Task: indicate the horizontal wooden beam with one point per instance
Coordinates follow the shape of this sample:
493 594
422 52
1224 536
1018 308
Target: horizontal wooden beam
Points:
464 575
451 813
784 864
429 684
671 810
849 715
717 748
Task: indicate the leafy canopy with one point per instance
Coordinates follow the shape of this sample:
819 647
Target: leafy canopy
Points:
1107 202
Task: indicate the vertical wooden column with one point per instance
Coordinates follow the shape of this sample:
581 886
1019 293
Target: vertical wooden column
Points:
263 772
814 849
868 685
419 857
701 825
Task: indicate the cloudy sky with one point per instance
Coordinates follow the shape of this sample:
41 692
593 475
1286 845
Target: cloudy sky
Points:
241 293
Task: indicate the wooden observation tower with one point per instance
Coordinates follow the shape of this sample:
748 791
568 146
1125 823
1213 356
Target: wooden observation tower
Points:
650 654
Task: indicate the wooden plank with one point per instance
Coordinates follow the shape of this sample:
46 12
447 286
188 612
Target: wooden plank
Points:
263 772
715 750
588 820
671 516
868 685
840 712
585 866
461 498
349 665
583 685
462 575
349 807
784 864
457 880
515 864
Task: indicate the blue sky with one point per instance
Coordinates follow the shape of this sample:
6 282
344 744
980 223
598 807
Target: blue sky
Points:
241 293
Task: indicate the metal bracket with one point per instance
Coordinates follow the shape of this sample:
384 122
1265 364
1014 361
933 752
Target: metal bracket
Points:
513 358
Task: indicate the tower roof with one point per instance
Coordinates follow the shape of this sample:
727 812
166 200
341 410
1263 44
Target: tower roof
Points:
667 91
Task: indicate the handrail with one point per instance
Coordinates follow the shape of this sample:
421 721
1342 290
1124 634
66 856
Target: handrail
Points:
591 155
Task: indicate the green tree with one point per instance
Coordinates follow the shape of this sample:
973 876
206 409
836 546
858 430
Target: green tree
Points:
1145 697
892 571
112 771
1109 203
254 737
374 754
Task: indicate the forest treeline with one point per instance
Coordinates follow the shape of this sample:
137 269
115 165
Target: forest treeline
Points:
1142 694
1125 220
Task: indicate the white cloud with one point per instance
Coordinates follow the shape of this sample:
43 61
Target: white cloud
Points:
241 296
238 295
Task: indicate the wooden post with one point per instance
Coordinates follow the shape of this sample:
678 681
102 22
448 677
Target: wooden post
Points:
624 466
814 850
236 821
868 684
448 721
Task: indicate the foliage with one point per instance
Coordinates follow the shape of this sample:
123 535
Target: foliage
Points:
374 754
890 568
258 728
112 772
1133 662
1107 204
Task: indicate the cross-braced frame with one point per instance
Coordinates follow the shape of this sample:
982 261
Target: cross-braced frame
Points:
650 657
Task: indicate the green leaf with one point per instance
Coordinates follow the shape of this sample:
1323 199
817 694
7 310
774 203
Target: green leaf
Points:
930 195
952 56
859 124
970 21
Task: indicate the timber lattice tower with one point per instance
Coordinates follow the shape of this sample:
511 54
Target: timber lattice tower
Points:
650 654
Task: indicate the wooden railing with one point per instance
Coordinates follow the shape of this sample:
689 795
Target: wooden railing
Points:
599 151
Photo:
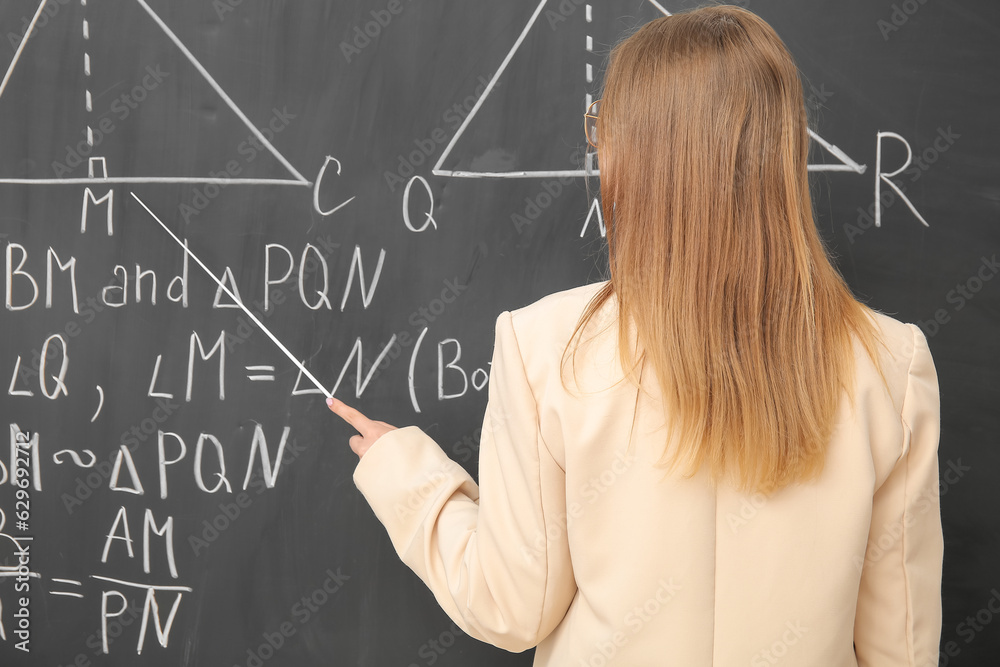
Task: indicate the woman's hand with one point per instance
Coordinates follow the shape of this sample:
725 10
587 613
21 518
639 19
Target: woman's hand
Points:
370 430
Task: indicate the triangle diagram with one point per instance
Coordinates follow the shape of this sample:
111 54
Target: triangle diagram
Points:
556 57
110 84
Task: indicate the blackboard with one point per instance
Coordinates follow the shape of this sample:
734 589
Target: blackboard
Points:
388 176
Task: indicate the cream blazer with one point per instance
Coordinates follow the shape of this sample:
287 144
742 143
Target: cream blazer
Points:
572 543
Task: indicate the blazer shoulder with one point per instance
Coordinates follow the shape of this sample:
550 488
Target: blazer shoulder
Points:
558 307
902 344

━━━━━━━━━━

**To do:**
Omitting all pictures, retype exactly the lines from the line containing "Target: wooden post" down to the last line above, both ends included.

**Answer for the task:**
Target: wooden post
Points:
624 466
814 850
236 821
868 684
448 721
Task: indicate the foliage with one point per instance
Coordinates follow the shape of this sample:
123 535
Target: foliage
Points:
374 754
890 568
258 728
112 772
1133 662
1107 204
Task: indicate the cross-braced frame with one point per instance
Coordinates follow the shape of this sample:
982 261
Target: cross-braced frame
Points:
650 657
Task: indicate the green leaf with one point per instance
Coordinates follow the shape of this sample:
1323 199
817 694
7 310
774 203
Target: green leaf
Points:
930 195
952 56
859 124
970 21
Task: indicate the timber lattice tower with one point per instance
Coordinates follow the shape of this sample:
511 54
Target: timber lattice tower
Points:
650 654
Task: indicate the wooden railing with one point per instance
Coordinates follow the shape of this sample:
689 795
Target: wooden railing
Points:
599 151
Photo:
Task: indicate the woman's hand with one point per instance
Coordinates follow the shape of this sample:
725 10
587 613
21 518
639 19
Target: woman's hand
Points:
370 430
Task: indicate the triangle diagram with one point per instance
Coordinates follow the shape of this sample:
111 54
Target: triangle diagram
Points:
556 57
110 84
Task: indicate the blackboard with one point per instance
Coordinates follow the shape of this sample:
734 589
Target: blackboard
Points:
388 176
Task: indicate the cream blazer with one point per instance
Coordinates follow the shape of this sample:
287 144
742 143
Target: cream blazer
Points:
572 543
Task: indicate the blazer shoulder with one point per instance
Coordinates follow the shape of this sample:
550 488
Target: blazer shoulder
Points:
558 307
902 344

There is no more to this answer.